Applications running in your cluster store data in volumes. Depending on your storage backend, your data might be already safe somewhere outside the cluster. If your volumes were “local”, it will depend on how data is stored in your application’s volumes. If you deployed a containerized NFS server, pinning it to an “storage node”, for example, your NFS-exported folders will be located as a regular folder in this “storage node” filesystem.
With CoreOs this might be a little more complicated than that, but the point is that it MAY be possible to get data back just copying folders; containers are just “regular” linux procecesses isolated from other processes; if you had an application that needed a
license.key file to run and the only place where it was “saved” was in one of the containers deployed on the “failed” cluster, you may be able to get it deep diving in your worker’s filesystem, “navigating” to the folder where the “container” files would be and copying it to another linux box.

Listing:
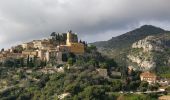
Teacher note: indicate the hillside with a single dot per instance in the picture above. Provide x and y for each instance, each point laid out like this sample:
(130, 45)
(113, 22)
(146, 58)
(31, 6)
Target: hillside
(150, 53)
(117, 47)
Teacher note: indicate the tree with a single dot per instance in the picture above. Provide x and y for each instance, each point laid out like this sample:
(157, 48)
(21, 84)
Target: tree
(70, 61)
(2, 50)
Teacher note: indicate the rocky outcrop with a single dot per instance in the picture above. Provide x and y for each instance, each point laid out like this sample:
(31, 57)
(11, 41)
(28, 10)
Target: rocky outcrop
(150, 52)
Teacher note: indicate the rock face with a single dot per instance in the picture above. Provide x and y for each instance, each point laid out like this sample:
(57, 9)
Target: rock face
(150, 52)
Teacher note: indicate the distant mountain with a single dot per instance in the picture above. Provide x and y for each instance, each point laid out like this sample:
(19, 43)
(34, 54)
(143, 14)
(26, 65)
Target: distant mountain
(128, 38)
(150, 53)
(118, 47)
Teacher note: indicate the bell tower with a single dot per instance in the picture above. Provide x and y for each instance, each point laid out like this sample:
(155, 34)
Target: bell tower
(69, 37)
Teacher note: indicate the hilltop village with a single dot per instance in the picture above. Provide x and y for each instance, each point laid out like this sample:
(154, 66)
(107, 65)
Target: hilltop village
(64, 67)
(52, 50)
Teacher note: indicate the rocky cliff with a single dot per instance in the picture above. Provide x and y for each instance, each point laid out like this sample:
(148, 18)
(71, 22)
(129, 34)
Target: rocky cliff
(150, 52)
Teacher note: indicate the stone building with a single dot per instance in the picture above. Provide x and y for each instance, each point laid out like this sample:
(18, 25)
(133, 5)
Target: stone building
(149, 77)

Work instructions:
**1)** Can you transcribe the passage on recovering data from cluster volumes from "With CoreOs this" to "another linux box."?
**2)** Could you resume the passage on recovering data from cluster volumes, starting right after its final sentence?

Answers in order:
**1)**
With CoreOs this might be a little more complicated than that, but the point is that it MAY be possible to get data back just copying folders; containers are just “regular” linux procecesses isolated from other processes; if you had an application that needed a
license.key file to run and the only place where it was “saved” was in one of the containers deployed on the “failed” cluster, you may be able to get it deep diving in your worker’s filesystem, “navigating” to the folder where the “container” files would be and copying it to another linux box.

**2)**
To be safe, I would start backing up the etcd database and all your applications.
I would recommend using Velero for backing up your applications. It was developed by Joe Beda (one of the “creators” of Kubernetes) at Heptio (accquired by VMware), but it’s free and opensource. Red Hat uses it to backup and migrate clusters as part of the Migration Toolkit for Containers and its an easy to use and solid solution. Most tutorials and guides on how to configure Velero use AWS S3 buckets although other options are available; if you want to try it, the easiest way would be using MinIO to have S3 API-compatible on-prem “buckets”.